Objectif A:
D'après l'extrait fourni, à combien est estimé le coût global du Programme d'Actions Prioritaires 2024-2029 ?
Objectif B:
Écrivez la suite du texte sur le Programme d'Actions Prioritaires, juste après sa dernière phrase.

Extrait fourni:
......

Le Programme d’Actions Prioritaires (PAP) 2024-2029 illustre cette volonté. Son coût global est estimé à 18.496,83 milliards de FCFA, dont 11.510 milliards financés par l’État, 4.371 milliards mobilisés via des partenariats public-privé (PPP) et 2.615,8 milliards confiés exclusivement au secteur privé national. Une opportunité historique, mais aussi une responsabilité immense.
Pour relever ce défi, l’État engage des réformes dans des domaines cruciaux : la décentralisation, le foncier, l’investissement productif, l’import-substitution et la digitalisation des procédures. L’objectif est clair : bâtir une économie créatrice de richesses et plus résiliente. Mais cette vision se heurte à une réalité : un secteur privé dispersé et trop souvent associé à des pratiques qui fragilisent sa crédibilité, enfermé dans une dépendance chronique vis-à-vis de l’État.
Or, le pari de souveraineté exige tout le contraire : des entreprises qui innovent et produisent, des investisseurs qui s’inscrivent dans le long terme et des dirigeants qui assument un rôle citoyen. La Corée du Sud, la Turquie, l’Éthiopie, le Maroc ou encore le Rwanda ont montré que cela est possible en s’appuyant sur la discipline, la productivité et le patriotisme économique.

......

Lignes de données:
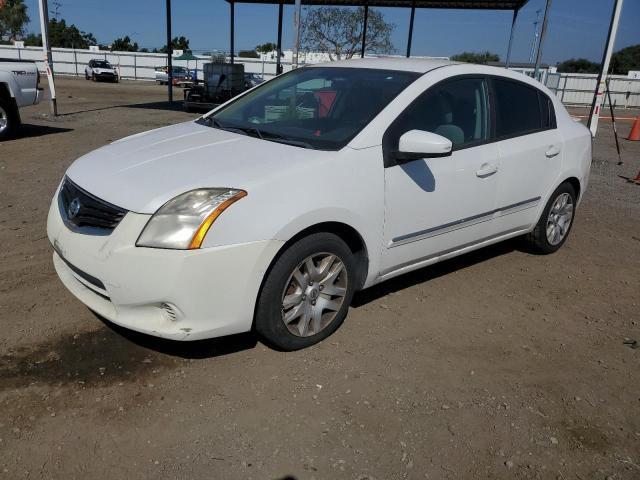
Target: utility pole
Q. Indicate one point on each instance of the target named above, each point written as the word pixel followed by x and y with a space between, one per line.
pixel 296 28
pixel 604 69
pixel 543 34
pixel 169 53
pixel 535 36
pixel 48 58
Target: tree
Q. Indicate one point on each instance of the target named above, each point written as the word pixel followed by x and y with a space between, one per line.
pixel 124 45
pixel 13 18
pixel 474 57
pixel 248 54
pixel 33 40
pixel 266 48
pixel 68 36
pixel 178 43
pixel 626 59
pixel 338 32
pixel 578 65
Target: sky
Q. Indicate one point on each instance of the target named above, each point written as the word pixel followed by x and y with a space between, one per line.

......

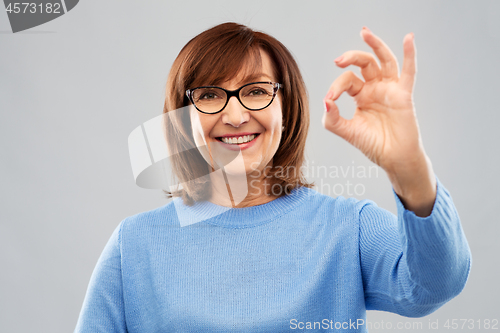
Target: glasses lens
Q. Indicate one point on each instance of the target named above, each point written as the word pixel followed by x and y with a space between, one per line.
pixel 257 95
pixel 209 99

......

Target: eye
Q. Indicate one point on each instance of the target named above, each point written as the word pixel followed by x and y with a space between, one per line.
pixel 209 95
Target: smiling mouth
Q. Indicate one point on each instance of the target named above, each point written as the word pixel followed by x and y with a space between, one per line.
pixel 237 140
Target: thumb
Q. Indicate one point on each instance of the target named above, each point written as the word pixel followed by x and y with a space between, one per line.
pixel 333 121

......

Réponse A:
À 18.496,83 milliards de FCFA.

Réponse B:
C’est dans ce contexte que le Premier ministre a convoqué une rencontre avec le secteur privé national. Mais ce dialogue n’aura de sens que s’il marque une véritable rupture avec les connivences d’hier. La vraie question est là : quel secteur privé pour accompagner le Sénégal ? Un secteur enlisant l’économie dans des pratiques opaques, ou un secteur refondé, discipliné, guidé par la transparence et la responsabilité collective ?
Pour gagner la bataille de la souveraineté économique, le secteur privé doit se réinventer et assainir ses pratiques, tandis que l’État doit jouer pleinement son rôle de stratège : fixer le cap, impulser les réformes, lutter fermement contre la corruption et la dilapidation des ressources, mais aussi créer et protéger de véritables champions nationaux, optimiser l’attribution des marchés publics et faciliter l’accès au financement pour dynamiser les entreprises productives.
C’est à ce prix que nous pourrons bâtir un secteur privé en synergie avec les pouvoirs publics, non pas un fardeau pour la nation, mais un levier de prospérité partagée. Un secteur privé de bâtisseurs, au service de l’intérêt général. »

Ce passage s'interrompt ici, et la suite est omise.